Can you transcribe every record below exactly as it appears?

○ ○ ○ ○

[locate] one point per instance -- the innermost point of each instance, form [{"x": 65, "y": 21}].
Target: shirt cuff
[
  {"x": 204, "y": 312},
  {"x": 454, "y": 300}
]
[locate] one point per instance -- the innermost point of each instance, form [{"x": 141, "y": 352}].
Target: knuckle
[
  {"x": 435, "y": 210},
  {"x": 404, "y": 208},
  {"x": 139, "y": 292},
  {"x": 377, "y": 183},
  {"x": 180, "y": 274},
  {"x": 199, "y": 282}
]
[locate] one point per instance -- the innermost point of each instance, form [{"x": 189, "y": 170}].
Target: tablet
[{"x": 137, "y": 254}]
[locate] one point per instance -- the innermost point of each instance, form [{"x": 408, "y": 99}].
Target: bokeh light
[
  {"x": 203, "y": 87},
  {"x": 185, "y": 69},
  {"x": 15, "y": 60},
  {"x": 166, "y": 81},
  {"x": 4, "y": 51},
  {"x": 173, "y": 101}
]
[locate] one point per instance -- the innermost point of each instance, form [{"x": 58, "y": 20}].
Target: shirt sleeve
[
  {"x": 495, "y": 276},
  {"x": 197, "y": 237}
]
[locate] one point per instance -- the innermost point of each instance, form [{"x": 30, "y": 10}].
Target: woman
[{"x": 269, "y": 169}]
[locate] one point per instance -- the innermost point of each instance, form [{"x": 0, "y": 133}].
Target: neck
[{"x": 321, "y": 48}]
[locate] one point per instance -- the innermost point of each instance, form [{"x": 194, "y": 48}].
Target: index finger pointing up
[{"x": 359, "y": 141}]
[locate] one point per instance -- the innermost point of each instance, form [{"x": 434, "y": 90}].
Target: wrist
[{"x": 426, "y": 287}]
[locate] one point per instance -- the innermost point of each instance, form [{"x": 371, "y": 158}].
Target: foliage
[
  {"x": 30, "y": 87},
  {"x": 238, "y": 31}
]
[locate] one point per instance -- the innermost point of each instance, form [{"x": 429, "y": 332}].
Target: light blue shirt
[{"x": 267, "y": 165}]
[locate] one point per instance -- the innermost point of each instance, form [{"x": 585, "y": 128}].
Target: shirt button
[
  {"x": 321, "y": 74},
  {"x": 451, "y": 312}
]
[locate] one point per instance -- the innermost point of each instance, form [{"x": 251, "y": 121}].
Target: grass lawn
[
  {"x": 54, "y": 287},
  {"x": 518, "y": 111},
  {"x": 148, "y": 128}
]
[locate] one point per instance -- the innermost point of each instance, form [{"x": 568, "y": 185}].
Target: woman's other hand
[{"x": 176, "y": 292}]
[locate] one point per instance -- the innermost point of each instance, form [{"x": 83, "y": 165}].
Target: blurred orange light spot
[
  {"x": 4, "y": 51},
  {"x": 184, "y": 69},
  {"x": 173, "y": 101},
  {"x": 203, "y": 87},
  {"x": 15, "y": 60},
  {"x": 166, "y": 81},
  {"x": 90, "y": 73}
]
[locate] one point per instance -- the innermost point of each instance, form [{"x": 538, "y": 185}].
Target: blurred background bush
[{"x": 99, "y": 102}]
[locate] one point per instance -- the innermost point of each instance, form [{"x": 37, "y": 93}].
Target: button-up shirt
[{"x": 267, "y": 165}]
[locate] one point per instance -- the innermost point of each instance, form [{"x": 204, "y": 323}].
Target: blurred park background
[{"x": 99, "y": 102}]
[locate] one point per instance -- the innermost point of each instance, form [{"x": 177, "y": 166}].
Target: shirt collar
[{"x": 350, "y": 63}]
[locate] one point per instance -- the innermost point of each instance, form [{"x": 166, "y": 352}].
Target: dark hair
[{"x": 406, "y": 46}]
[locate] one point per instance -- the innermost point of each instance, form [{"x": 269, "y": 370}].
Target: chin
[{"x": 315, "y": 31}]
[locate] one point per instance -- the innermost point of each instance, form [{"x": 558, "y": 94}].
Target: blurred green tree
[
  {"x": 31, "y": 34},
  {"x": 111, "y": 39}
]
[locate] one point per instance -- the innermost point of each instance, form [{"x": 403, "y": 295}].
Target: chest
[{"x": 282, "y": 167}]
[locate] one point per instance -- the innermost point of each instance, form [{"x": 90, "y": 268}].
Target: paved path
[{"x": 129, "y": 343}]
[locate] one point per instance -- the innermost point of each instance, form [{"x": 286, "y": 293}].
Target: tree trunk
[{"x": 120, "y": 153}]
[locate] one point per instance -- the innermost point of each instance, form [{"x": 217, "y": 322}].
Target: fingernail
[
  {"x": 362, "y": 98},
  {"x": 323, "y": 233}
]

○ ○ ○ ○

## Response to the task
[locate] one point per instance -- the innermost point of each instance, form [{"x": 65, "y": 21}].
Target: shirt cuff
[
  {"x": 204, "y": 312},
  {"x": 454, "y": 300}
]
[locate] one point per instance -- the innermost point of each instance, form [{"x": 141, "y": 352}].
Target: knuckle
[
  {"x": 435, "y": 210},
  {"x": 404, "y": 208},
  {"x": 139, "y": 292},
  {"x": 377, "y": 183},
  {"x": 180, "y": 274},
  {"x": 199, "y": 282}
]
[locate] one point per instance -- the innermost point of each instance, form [{"x": 189, "y": 170}].
Target: tablet
[{"x": 137, "y": 254}]
[locate] one point per instance -- the innermost point of each instance, form [{"x": 408, "y": 99}].
Target: bokeh light
[
  {"x": 203, "y": 87},
  {"x": 185, "y": 69},
  {"x": 15, "y": 60},
  {"x": 166, "y": 81},
  {"x": 4, "y": 51},
  {"x": 173, "y": 101}
]
[locate] one point per instance -- the innermost point of each instance, form [{"x": 58, "y": 20}].
Target: shirt sleeve
[
  {"x": 495, "y": 276},
  {"x": 197, "y": 237}
]
[locate] one point per instance -- the innermost point of each instance, form [{"x": 30, "y": 10}].
Target: woman
[{"x": 269, "y": 169}]
[locate] one point per instance -- the innermost point of each instance, form [{"x": 0, "y": 133}].
Target: neck
[{"x": 321, "y": 48}]
[locate] one point per instance -- the innermost point of each instance, form [{"x": 194, "y": 48}].
Target: index finger pointing up
[{"x": 359, "y": 141}]
[locate] one point per instance -- the innermost point of each instance, form [{"x": 434, "y": 90}].
Target: wrist
[{"x": 426, "y": 287}]
[locate] one point per instance -- the innermost point of each instance, form [{"x": 371, "y": 158}].
Target: foliage
[
  {"x": 30, "y": 87},
  {"x": 238, "y": 31}
]
[locate] one point per instance -- the innermost point of each instance, form [{"x": 429, "y": 332}].
Target: light blue shirt
[{"x": 267, "y": 165}]
[locate] one point per instance -- the innermost point of each instance, form [{"x": 585, "y": 128}].
Target: shirt button
[
  {"x": 321, "y": 74},
  {"x": 451, "y": 312}
]
[locate] one point per instance -- the innermost point of each instance, form [{"x": 251, "y": 121}].
Target: grass lawn
[
  {"x": 54, "y": 287},
  {"x": 518, "y": 111},
  {"x": 148, "y": 128}
]
[locate] one point per instance -- the innermost point of each instance, form [{"x": 568, "y": 185}].
Target: woman's other hand
[{"x": 176, "y": 292}]
[locate] one point per instance -- the innermost point of each instance, form [{"x": 83, "y": 165}].
Target: blurred orange light spot
[
  {"x": 4, "y": 51},
  {"x": 184, "y": 69},
  {"x": 173, "y": 101},
  {"x": 203, "y": 87},
  {"x": 15, "y": 60},
  {"x": 166, "y": 81},
  {"x": 90, "y": 73}
]
[locate] one point per instance -- the innermost point of each instance, form [{"x": 538, "y": 185}].
Target: blurred background bush
[{"x": 99, "y": 102}]
[locate] one point per instance -- the innermost point of each instance, form [{"x": 37, "y": 93}].
Target: button-up shirt
[{"x": 267, "y": 165}]
[locate] one point per instance -- the innermost point of each instance, form [{"x": 204, "y": 323}].
Target: blurred park background
[{"x": 99, "y": 102}]
[locate] one point per instance -- the innermost point of each instance, form [{"x": 177, "y": 166}].
Target: shirt collar
[{"x": 350, "y": 63}]
[locate] one point per instance -- the innermost point of each instance, form [{"x": 166, "y": 352}].
Target: dark hair
[{"x": 406, "y": 46}]
[locate] one point per instance -- the innermost point of each instance, form [{"x": 269, "y": 370}].
Target: chin
[{"x": 315, "y": 31}]
[locate] one point per instance -- the innermost point of each instance, form [{"x": 558, "y": 94}].
Target: blurred green tree
[
  {"x": 31, "y": 34},
  {"x": 111, "y": 39}
]
[locate] one point per instance -- the innermost point of each instance, form [{"x": 403, "y": 295}].
Target: chest
[{"x": 282, "y": 167}]
[locate] one point per instance -- the innermost point of each instance, form [{"x": 90, "y": 268}].
Target: paved path
[{"x": 129, "y": 343}]
[locate] one point per instance -- the innermost point of each instance, form [{"x": 286, "y": 293}].
Target: tree trunk
[{"x": 120, "y": 153}]
[locate] one point per instance -- the innermost point of each instance, form [{"x": 217, "y": 322}].
Target: fingernail
[
  {"x": 362, "y": 98},
  {"x": 323, "y": 233}
]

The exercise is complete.